Etienne Decroly, lui, affirme que les individus "supercontaminateurs" existent bel et bien, pour des raisons méconnues mais "probablement plutôt liées à leur système immunitaire", qui permettrait au virus de se développer plus facilement. Plusieurs médecins français expliquaient, dans un article publié en avril par les Archives des maladies professionnelles et de l'environnement, qu'il y a des "super-émetteurs" de particules, qui projettent des particules contaminantes en quantité plus importante. "L'existence de supercontaminateurs est confirmée, mais on ne sait pas pourquoi ils le sont, ni, surtout, les identifier", explique le président du Conseil scientifique Jean-François Delfraissy dans Libération jeudi. "Le risque est là : dans un rassemblement avec des supercontaminateurs."
• Pourquoi certains intérieurs semblent plus dangereux que d'autres. Les contaminations massives se produisent plutôt dans certains types d'endroits, mais il n'est pas évident de comprendre pourquoi. L'épidémiologiste Pascal Crépey prend l'exemple des abattoirs, où sont apparus de nombreux foyers en France, et un particulièrement massif en Allemagne. "Est-ce que l'air brasse en continu du virus parce que les abattoirs sont mal ventilés ?", s'interroge-t-il.
Est-ce qu'il résiste mieux dans les parties réfrigérées d'un abattoir ? Est-ce l'humidité qui détériore les masques ? Il y a beaucoup de bruit : les employés sont-ils obligés de se rapprocher et de crier pour se parler ? Ou est-ce lié aux conditions de vie et d'accès aux soins de ces ouvriers, qui les rendraient plus vulnérables ?
Pascal Crépey, épidémiologisteà franceinfo
Face à une telle avalanche de facteurs, tous plausibles et qui peuvent se compléter, de nombreuses incertitudes demeurent. "Face à un nouveau virus, on ne doit pas vivre sur des certitudes", ajoute Anne-Claude Crémieux. Si l'observation permet de constater que les milieux clos et mal ventilés sont plus dangereux que l'extérieur, "la vérité est qu'on est incapable de dire ce qui se passe vraiment, et de mesurer exactement le risque", indique l'infectiologue.

EXTRAIT DES DONNÉES:
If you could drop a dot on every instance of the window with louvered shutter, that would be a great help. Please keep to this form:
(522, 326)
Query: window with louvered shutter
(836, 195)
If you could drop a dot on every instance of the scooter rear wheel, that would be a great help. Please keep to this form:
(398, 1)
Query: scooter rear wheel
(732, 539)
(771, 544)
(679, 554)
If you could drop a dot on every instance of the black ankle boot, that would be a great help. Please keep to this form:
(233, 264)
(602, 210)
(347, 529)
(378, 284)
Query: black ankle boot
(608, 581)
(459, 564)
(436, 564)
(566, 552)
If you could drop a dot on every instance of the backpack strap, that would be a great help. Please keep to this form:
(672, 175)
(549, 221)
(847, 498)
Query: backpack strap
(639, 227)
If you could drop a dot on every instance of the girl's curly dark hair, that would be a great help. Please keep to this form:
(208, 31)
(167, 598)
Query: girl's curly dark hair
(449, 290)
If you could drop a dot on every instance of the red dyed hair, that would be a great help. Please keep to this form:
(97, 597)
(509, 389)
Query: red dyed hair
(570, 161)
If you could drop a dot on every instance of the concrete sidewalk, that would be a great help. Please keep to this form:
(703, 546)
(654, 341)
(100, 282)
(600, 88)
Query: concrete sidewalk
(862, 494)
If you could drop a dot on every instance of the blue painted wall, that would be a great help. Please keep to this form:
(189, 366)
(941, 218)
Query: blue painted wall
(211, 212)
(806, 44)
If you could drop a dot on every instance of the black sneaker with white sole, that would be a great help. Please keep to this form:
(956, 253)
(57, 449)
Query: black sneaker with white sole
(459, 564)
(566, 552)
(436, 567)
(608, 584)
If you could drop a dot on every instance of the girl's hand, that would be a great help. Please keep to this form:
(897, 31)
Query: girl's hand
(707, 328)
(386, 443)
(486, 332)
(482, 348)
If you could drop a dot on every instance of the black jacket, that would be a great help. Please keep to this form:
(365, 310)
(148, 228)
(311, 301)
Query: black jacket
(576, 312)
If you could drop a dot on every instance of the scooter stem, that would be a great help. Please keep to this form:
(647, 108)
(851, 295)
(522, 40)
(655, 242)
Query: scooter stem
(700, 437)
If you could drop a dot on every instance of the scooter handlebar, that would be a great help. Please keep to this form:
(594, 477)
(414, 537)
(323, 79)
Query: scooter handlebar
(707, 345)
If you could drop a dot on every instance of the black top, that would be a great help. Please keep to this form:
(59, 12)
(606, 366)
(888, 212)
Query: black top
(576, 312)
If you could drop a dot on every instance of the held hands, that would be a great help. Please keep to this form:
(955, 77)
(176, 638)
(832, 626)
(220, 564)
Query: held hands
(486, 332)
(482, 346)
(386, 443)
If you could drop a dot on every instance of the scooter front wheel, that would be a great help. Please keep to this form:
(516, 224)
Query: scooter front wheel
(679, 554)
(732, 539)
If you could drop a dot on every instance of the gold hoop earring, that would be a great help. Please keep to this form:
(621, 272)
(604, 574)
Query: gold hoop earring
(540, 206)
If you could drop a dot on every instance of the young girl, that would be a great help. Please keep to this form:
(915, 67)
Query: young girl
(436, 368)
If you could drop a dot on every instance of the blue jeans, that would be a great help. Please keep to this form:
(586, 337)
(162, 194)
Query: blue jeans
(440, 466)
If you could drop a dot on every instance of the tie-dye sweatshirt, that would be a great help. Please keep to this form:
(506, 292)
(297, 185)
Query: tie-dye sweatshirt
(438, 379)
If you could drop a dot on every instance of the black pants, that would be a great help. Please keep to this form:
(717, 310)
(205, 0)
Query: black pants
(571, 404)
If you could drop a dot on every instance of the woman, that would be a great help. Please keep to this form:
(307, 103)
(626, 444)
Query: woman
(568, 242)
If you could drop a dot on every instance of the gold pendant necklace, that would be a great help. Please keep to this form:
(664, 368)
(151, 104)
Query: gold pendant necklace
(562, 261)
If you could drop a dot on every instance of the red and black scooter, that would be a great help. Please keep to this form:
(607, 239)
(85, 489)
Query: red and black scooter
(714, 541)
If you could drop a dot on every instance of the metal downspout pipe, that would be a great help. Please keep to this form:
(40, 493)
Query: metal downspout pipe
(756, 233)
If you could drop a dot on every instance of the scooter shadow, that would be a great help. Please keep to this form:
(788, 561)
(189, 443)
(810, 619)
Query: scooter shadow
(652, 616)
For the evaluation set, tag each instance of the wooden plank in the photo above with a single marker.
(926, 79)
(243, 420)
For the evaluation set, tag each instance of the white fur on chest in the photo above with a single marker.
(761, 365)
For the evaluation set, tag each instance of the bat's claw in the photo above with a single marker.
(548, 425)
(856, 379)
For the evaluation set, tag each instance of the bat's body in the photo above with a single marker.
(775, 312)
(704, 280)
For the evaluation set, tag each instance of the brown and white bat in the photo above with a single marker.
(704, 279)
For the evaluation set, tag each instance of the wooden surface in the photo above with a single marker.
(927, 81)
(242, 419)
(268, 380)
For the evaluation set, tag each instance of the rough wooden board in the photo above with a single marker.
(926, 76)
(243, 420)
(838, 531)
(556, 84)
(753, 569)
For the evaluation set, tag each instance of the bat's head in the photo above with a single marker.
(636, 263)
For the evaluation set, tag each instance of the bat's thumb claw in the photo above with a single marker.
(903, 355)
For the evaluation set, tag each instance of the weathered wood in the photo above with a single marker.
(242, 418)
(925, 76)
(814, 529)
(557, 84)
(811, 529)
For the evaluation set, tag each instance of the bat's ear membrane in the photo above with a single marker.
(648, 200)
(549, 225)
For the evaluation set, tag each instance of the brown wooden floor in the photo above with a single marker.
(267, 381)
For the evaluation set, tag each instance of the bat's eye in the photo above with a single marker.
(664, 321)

TRAVAIL DEMANDÉ:
D'après l'extrait du texte sur les supercontaminateurs, à quoi Etienne Decroly juge-t-il probablement liées les raisons de leur existence ?

RÉPONSE ATTENDUE:
À leur système immunitaire, qui permettrait au virus de se développer plus facilement.